── TEXT PASSAGE
Exploring The Volcanic Wonders Of Mars

Volcanic Features of Mars

Question:

Describe the studies carried out by researchers regarding volcanic eruptions on the surface of Mars.

Mars is very small as compared to the Earth, but it has a number of volcanoes that are much larger and plays an essential role in contributing to its geologic evolution (Peel & Fassett, 2013). Volcanic features like lava plains, lava flows, among others, cover most of the region of Mars. Volcanism is the phenomenon, where magma from the interior regions of Mars rise to the surface, thereby creating distinct landforms, terrains and rock types. The erupted materials consist of lava, ash and gases (Ehlmann & Edwards, 2014). The massive volcanoes of Mars are located in its Elysium and Tharsis regions. Some of the largest volcanoes are Pavonis Mons, Ascraeus Mons, Arsia Mons and Olympus Mons. Among them, Olympus Mons is the largest volcano not only in Mars but also in the solar system (Ruiz, 2014).

Olympus Mons is a shield volcano, which is 24kms high and 550kms in diameter, while the largest volcano in Earth named Mauna Loa is 9kms in height and 120kms in diameter (Isherwood et al., 2013). This report is based on a space news article “Monster Volcanoes on Mars: How Space Rocks are Helping Us Solve Their Mysteries” published in the Space.com websites Expert Voices: Op-Ed and Insights section (Www.space.com, 2017). This article is based on the research work of scientists of Glasgow University, Scottish Universities Environmental Research Centre, Natural History Museum in London and the Lawrence Livermore National Laboratory in California. The results of the research work were also published in the Nature Communications journal (Cohen et al., 2017).

The report will comprise a synopsis of the news article, followed by descriptions of previous informations about Martian volcanoes and how these volcanoes will help to solve the mysteries of Mars in the future.
────
── ITEMS
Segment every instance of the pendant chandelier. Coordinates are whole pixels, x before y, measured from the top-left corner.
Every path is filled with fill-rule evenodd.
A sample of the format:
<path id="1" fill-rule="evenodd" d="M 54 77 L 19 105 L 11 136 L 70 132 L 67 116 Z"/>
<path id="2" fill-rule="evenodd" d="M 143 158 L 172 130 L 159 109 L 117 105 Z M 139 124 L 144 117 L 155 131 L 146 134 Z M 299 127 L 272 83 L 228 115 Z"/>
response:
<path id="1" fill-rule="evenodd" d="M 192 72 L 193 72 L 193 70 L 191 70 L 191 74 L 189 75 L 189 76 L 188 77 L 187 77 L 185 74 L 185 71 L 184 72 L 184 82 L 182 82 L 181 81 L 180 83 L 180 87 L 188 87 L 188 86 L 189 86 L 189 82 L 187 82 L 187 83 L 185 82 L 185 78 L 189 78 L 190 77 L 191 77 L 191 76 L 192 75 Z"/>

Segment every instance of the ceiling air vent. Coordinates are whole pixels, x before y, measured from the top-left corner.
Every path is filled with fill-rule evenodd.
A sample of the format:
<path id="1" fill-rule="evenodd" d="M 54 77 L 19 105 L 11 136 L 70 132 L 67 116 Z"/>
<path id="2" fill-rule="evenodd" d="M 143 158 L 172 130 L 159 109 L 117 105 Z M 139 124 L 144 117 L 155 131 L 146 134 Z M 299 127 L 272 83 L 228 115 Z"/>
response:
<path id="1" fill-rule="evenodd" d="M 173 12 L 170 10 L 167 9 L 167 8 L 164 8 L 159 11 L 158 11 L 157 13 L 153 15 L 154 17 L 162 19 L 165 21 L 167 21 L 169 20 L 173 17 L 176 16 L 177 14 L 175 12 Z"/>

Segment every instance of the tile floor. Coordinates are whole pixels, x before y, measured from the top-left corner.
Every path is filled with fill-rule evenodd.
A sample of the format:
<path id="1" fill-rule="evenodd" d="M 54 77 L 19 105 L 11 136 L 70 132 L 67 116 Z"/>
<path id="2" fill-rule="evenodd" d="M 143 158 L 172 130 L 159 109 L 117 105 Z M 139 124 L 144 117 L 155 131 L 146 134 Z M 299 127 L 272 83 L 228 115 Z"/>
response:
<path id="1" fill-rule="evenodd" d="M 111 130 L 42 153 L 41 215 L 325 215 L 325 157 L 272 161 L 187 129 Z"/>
────
WHAT THIS EXERCISE ASKS →
(1) Express the entries as a JSON list of strings, one string per line with blank lines omitted, running from the line containing "Segment every instance of the tile" up to and including the final line of the entries.
(2) Pick up the passage on Martian volcanoes where it stops and write the next part.
The passage on Martian volcanoes and the entries are unrelated to each other.

EXPECTED RESPONSES →
(1)
[
  "Segment every instance of the tile floor. Coordinates are whole pixels, x before y, measured from the top-left corner.",
  "Every path is filled with fill-rule evenodd.",
  "A sample of the format:",
  "<path id=\"1\" fill-rule=\"evenodd\" d=\"M 54 77 L 19 105 L 11 136 L 70 132 L 67 116 Z\"/>",
  "<path id=\"2\" fill-rule=\"evenodd\" d=\"M 143 158 L 172 130 L 159 109 L 117 105 Z M 139 124 L 144 117 L 155 131 L 146 134 Z M 299 127 L 272 83 L 228 115 Z\"/>",
  "response:",
  "<path id=\"1\" fill-rule=\"evenodd\" d=\"M 111 130 L 42 153 L 41 215 L 325 215 L 325 157 L 272 161 L 187 129 Z\"/>"
]

(2)
Mars consists of some of the largest volcanoes in the solar system. Studying and observation of such Martian volcanoes enables researchers to gather information about the geological history of Mars. Such research revealed that the Martian volcanoes originated about 3.5 billion years ago and the recent volcanic eruptions are 10 million years old indicating that the volcanoes are all extinct. Meteorites resulting from asteroid strikes in Mars when examined by researchers revealed their gas composition and also helped to determine the age of the meteorites, which were found to be 1.3 to 1.4 billion years. Martian volcanoes take a long time to grow as compared to that on Earth indicating the volcanically active nature of Mars. Research works helped to determine that the large size of the volcanoes is due to lack of active plate tectonics and also helped to differentiate between the volcanic activities in Mars and in Earth (Www.space.com, 2017).

Volcanic activities in Mars is highly extensive and unevenly distributed. The volcanic landforms of Mars consist of Central volcanoes, small domes, paterae, thori, volcanic planes among others. The distinctive eruption styles of the Martian volcanoes are responsible for the creation of such varied volcanic landforms. Moreover, such varied volcanic landforms owe its origins to changes in volcanic styles with respect to time and also to the interactions between the atmosphere and the Martian cryosphere (Zimbelman et al., 2015). Two of the most volcanically active regions of Mars are the Elysim and Tharsis regions. The morphologies of these volcanic regions in Mars closely resemble the basaltic landforms common to Earth. Some of the largest Martian volcanoes are located in the Tharsis regions, which include the Olympus Mons, Pavonis Mons, Arsia Mons and Ascraeus Mons (Beuthe et al., 2012). The differences between the volcanoes in Mars and those on Earth are due to higher rates of eruption, no plate tectonics and poor gravity in Mars. The volcanic landforms in Mars are classified into 4 categories, which include the shield volcanoes, highland paterae, composite cones or domes and volcano tectonic appearances (Platz et al., 2015).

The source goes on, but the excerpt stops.